═════ Record list ═════
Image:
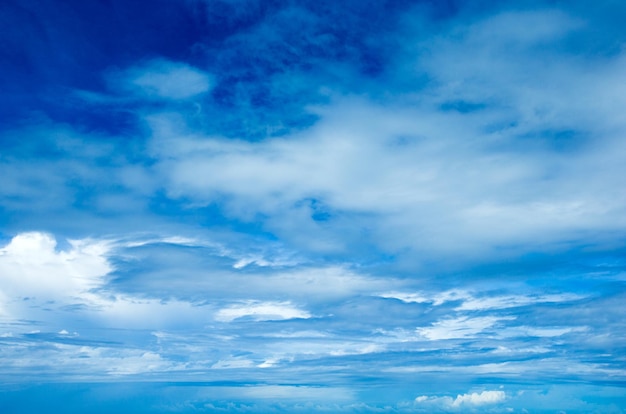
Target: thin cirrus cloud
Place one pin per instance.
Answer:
(313, 206)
═════
Reproduce each row above verbatim, omitting the pictures.

> [Completed task]:
Image:
Target: thin cirrus cloud
Place one pin per instance.
Answer:
(313, 206)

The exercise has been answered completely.